**Task requirements:**
**A)** Which people does the passage on Lincoln and Stanton mention by name?
**B)** In the passage on Lincoln and Stanton, what does Coggeshall compare the cabinet to?

**Exercise text:**
_ _ _

Not so surely. For Stanton deliberately obscured his real feelings in order to carry out his responsibilities as Secretary. Thus, even General N. P. Chipman, who worked closely with Stanton and admired him, had to confess that “well as I felt that I knew him, yet he is a stranger to me.”1
And a stranger he remained, except to Lincoln. The two men grew together. In 1862, a shrewd Ohioan, William T. Coggeshall, likened Lincoln to “a boy carrying a big basket of eggs.” “Couldn’t let go his basket to unbutton his breeches—was in sore distress from a necessity to urinate—& stood dancing, crying—What shall I do?” The cabinet, Coggeshall continued, “is like a collection of powerful chemicals—each positive, sharp, individual—but thrown together neutralize each other & the result is an insipid mess.”
By 1865 Lincoln was no longer dancing in agonized indecision, and of the cabinet officers, Stanton had emerged into brilliant prominence. The war had developed both men to an almost incredible degree. Their relationship had steadily become warmer and warmer, until by 1865 it had evolved into an understanding partnership on official matters and a firm personal friendship. Nothing could have been further from the truth than Manton Marble’s assertion that Lincoln was convinced that there was not an honest hair on Stanton’s head.2
To be sure, Mary Lincoln and Ellen Stanton did not like each other, and this prevented social exchanges beyond those required for official decorum. But as things worked out this was no great impediment in the way of the increasingly affectionate feelings of the two men for each other. They arranged things so that they spent as much time in each other’s company as possible, only in part to facilitate discussion of the endless matters of war and politics.

_ _ _

**Provided records:**
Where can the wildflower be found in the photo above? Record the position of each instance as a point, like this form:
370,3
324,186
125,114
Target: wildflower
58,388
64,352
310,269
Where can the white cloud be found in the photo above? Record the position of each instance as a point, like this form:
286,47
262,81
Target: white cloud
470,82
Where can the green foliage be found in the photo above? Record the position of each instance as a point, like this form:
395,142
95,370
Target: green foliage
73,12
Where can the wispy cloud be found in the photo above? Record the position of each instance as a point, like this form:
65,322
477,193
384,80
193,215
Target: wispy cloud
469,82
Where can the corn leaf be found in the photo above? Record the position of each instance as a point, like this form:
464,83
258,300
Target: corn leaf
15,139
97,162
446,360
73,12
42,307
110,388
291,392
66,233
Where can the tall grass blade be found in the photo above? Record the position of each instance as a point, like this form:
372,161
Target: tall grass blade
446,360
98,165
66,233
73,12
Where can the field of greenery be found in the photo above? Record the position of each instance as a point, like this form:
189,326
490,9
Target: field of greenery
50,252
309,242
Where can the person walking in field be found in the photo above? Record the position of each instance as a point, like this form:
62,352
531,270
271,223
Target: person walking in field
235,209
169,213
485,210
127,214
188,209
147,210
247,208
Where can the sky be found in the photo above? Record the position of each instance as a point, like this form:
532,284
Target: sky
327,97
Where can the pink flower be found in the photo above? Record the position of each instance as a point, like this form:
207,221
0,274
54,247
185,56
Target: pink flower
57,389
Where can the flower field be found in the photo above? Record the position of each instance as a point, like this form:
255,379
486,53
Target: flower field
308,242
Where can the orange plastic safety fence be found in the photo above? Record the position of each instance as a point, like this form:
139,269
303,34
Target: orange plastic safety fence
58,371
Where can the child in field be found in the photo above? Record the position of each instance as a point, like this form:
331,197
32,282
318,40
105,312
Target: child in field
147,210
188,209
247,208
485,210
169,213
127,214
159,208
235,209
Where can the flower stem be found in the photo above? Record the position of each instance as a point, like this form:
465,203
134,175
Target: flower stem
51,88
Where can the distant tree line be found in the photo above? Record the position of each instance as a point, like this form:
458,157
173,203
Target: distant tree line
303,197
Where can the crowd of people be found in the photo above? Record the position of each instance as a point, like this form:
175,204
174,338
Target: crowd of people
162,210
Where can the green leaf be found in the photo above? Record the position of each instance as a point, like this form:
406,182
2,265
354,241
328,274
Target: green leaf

_ _ _

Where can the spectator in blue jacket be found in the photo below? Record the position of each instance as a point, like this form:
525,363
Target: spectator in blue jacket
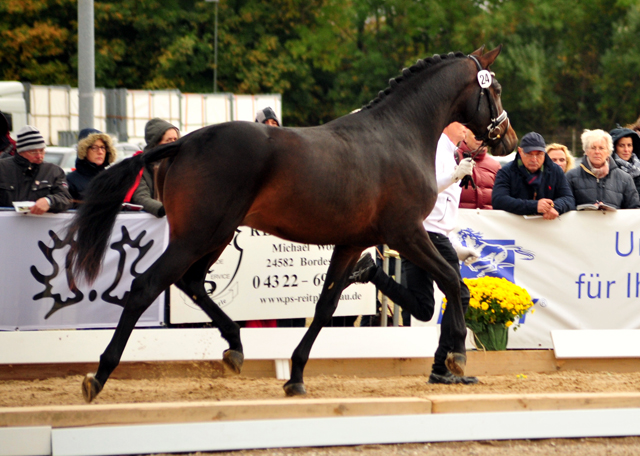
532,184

_ _ _

**Solution list:**
**A)** Stanton; N. P. Chipman; Lincoln; William T. Coggeshall; Manton Marble; Mary Lincoln; Ellen Stanton

**B)** A collection of powerful chemicals, each positive, sharp and individual, that neutralize each other when thrown together and produce an insipid mess.